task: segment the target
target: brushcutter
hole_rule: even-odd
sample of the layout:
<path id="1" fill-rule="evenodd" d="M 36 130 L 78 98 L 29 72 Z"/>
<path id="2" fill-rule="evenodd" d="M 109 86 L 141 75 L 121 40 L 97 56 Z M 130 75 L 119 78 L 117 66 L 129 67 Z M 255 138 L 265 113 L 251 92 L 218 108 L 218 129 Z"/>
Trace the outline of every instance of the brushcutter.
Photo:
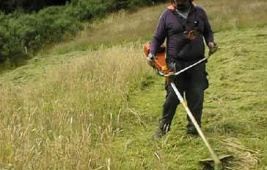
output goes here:
<path id="1" fill-rule="evenodd" d="M 149 54 L 149 44 L 146 44 L 144 47 L 144 52 L 145 55 L 148 57 Z M 209 55 L 210 56 L 210 55 Z M 170 77 L 170 76 L 178 76 L 179 74 L 185 72 L 186 70 L 206 61 L 208 59 L 208 57 L 205 57 L 199 61 L 197 61 L 196 63 L 178 71 L 178 72 L 169 72 L 167 65 L 166 65 L 166 61 L 165 61 L 165 46 L 161 46 L 160 47 L 160 51 L 156 54 L 156 58 L 152 61 L 149 62 L 149 64 L 159 73 L 159 75 L 164 76 L 164 77 Z M 168 80 L 167 80 L 168 81 Z M 204 141 L 206 147 L 208 148 L 211 158 L 212 159 L 203 159 L 200 162 L 203 163 L 205 166 L 210 166 L 210 167 L 214 167 L 215 170 L 221 170 L 223 169 L 223 161 L 232 158 L 231 155 L 225 155 L 223 157 L 218 157 L 216 155 L 216 153 L 214 152 L 214 150 L 212 149 L 211 145 L 209 144 L 207 138 L 204 136 L 200 126 L 198 125 L 195 117 L 193 116 L 192 112 L 190 111 L 190 109 L 188 108 L 184 98 L 182 97 L 182 95 L 180 94 L 180 92 L 178 91 L 177 87 L 175 86 L 175 84 L 173 82 L 170 82 L 171 87 L 173 88 L 175 94 L 177 95 L 179 101 L 182 103 L 182 105 L 184 106 L 187 115 L 189 116 L 190 120 L 192 121 L 192 123 L 194 124 L 199 136 L 202 138 L 202 140 Z"/>

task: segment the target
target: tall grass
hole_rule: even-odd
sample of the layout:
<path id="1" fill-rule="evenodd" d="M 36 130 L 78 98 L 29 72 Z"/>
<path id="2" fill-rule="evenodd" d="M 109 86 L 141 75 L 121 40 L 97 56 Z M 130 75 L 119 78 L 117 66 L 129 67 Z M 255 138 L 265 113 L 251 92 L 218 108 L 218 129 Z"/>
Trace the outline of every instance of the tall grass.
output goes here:
<path id="1" fill-rule="evenodd" d="M 89 53 L 23 89 L 3 83 L 0 166 L 109 166 L 105 152 L 111 151 L 111 141 L 127 121 L 135 121 L 126 114 L 129 84 L 139 86 L 151 73 L 138 50 L 141 46 Z"/>
<path id="2" fill-rule="evenodd" d="M 234 154 L 230 168 L 264 169 L 266 3 L 243 1 L 248 7 L 261 4 L 253 8 L 257 21 L 242 20 L 251 17 L 250 8 L 237 1 L 197 3 L 207 9 L 216 30 L 236 29 L 215 35 L 221 49 L 208 64 L 211 87 L 203 128 L 216 152 Z M 222 10 L 226 4 L 231 12 Z M 1 74 L 0 167 L 199 169 L 197 160 L 208 153 L 201 139 L 184 137 L 185 116 L 176 117 L 175 130 L 166 138 L 150 140 L 165 92 L 161 78 L 157 81 L 146 65 L 143 44 L 166 5 L 133 14 L 121 11 L 72 42 L 47 49 L 40 54 L 45 59 L 37 56 L 27 66 Z M 228 27 L 233 16 L 238 22 Z M 253 28 L 240 31 L 242 24 Z M 157 83 L 148 86 L 153 81 Z"/>

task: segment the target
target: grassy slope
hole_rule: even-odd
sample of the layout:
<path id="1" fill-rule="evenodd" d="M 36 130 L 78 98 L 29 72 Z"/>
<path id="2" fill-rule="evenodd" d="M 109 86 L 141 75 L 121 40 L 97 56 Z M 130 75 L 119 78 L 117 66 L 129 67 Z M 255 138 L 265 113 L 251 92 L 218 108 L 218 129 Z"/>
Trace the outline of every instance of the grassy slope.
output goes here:
<path id="1" fill-rule="evenodd" d="M 215 16 L 214 7 L 225 9 L 223 2 L 202 4 Z M 257 20 L 242 21 L 244 10 L 234 10 L 238 3 L 232 2 L 222 18 L 212 19 L 216 30 L 224 20 L 234 30 L 216 34 L 221 49 L 208 63 L 203 130 L 216 152 L 235 156 L 232 169 L 266 169 L 266 3 L 247 3 L 258 11 Z M 159 16 L 165 6 L 110 16 L 72 42 L 2 74 L 0 167 L 199 169 L 198 160 L 209 153 L 200 138 L 184 135 L 181 107 L 166 138 L 150 140 L 165 92 L 162 78 L 141 56 L 157 17 L 136 18 Z M 124 24 L 127 20 L 135 27 Z M 261 28 L 235 29 L 250 23 Z M 110 35 L 109 30 L 116 31 Z"/>

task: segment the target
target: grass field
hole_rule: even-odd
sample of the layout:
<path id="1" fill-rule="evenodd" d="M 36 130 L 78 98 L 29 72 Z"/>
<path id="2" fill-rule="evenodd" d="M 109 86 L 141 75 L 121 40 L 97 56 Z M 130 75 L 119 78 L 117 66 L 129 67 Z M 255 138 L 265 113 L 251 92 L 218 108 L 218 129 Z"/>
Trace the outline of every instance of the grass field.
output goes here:
<path id="1" fill-rule="evenodd" d="M 197 3 L 220 46 L 207 64 L 202 129 L 216 153 L 234 156 L 226 169 L 266 170 L 267 3 Z M 209 152 L 185 135 L 182 107 L 172 131 L 151 140 L 165 91 L 143 45 L 167 5 L 113 14 L 3 72 L 0 169 L 201 169 Z"/>

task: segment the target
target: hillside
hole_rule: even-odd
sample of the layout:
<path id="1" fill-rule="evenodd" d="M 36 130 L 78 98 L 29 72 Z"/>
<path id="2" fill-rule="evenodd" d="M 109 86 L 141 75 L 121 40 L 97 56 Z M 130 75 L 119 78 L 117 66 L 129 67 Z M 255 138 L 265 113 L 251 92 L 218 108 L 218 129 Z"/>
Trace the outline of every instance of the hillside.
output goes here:
<path id="1" fill-rule="evenodd" d="M 207 64 L 203 131 L 216 153 L 234 156 L 226 169 L 265 170 L 267 3 L 231 1 L 215 15 L 229 2 L 198 1 L 220 45 Z M 112 14 L 2 73 L 1 169 L 201 169 L 209 153 L 185 135 L 182 107 L 172 131 L 151 140 L 165 91 L 143 45 L 167 5 Z"/>

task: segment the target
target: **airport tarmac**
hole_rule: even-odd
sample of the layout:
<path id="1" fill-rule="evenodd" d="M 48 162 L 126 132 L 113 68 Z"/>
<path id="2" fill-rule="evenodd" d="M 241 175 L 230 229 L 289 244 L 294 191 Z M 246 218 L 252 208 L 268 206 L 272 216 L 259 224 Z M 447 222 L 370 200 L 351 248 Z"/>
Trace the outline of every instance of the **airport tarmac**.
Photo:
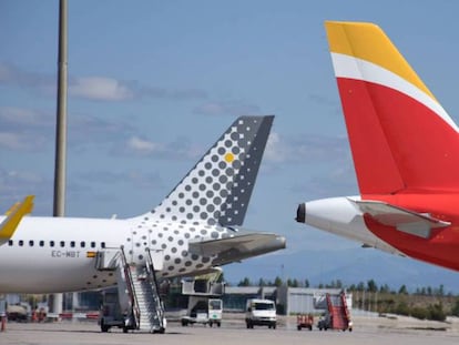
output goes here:
<path id="1" fill-rule="evenodd" d="M 277 329 L 255 327 L 246 329 L 242 321 L 223 323 L 221 328 L 194 325 L 182 327 L 170 322 L 165 334 L 128 333 L 112 329 L 101 333 L 95 322 L 9 323 L 0 333 L 2 345 L 135 345 L 159 343 L 162 345 L 269 345 L 269 344 L 340 344 L 376 345 L 404 344 L 435 345 L 458 344 L 459 322 L 429 323 L 380 317 L 355 318 L 353 332 L 296 329 L 294 317 L 284 318 Z"/>

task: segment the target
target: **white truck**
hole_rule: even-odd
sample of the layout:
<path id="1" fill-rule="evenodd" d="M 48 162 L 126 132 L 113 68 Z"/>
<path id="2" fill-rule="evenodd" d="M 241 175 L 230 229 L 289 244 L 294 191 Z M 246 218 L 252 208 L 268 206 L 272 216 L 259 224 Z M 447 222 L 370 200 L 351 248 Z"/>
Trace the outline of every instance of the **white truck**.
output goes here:
<path id="1" fill-rule="evenodd" d="M 182 317 L 182 326 L 192 324 L 222 325 L 223 303 L 220 298 L 191 296 L 188 312 Z"/>
<path id="2" fill-rule="evenodd" d="M 276 304 L 271 300 L 251 298 L 247 300 L 247 307 L 245 310 L 245 323 L 247 328 L 254 326 L 268 326 L 268 328 L 276 328 Z"/>

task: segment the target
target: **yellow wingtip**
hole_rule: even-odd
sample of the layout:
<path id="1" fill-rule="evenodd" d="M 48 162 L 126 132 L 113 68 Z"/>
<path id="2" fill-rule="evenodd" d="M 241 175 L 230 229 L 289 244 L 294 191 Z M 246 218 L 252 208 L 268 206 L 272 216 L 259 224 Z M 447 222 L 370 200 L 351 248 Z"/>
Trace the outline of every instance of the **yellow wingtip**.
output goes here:
<path id="1" fill-rule="evenodd" d="M 34 195 L 28 195 L 22 202 L 10 207 L 8 216 L 0 224 L 0 240 L 11 239 L 22 217 L 32 212 L 34 197 Z"/>

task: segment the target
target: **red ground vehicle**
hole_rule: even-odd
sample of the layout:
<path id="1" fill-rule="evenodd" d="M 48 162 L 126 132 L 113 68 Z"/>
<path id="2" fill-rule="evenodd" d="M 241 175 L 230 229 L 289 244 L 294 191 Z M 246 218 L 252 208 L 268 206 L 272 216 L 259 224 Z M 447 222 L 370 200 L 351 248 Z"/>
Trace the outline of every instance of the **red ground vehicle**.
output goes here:
<path id="1" fill-rule="evenodd" d="M 302 331 L 302 328 L 308 328 L 313 331 L 314 316 L 312 314 L 307 315 L 297 315 L 296 316 L 296 328 Z"/>

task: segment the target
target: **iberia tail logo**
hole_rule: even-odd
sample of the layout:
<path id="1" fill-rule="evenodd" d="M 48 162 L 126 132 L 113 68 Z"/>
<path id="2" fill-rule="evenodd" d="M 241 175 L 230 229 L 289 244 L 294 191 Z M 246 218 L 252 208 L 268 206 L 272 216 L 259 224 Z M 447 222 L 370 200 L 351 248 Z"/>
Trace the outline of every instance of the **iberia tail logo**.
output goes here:
<path id="1" fill-rule="evenodd" d="M 361 194 L 459 191 L 458 128 L 384 31 L 325 23 Z"/>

▶ **Aim**
Show every line of the data above that contains the string "tarmac", with case counting.

▶ **Written reply**
target: **airport tarmac**
Trace the outline of every instance of the **airport tarmac**.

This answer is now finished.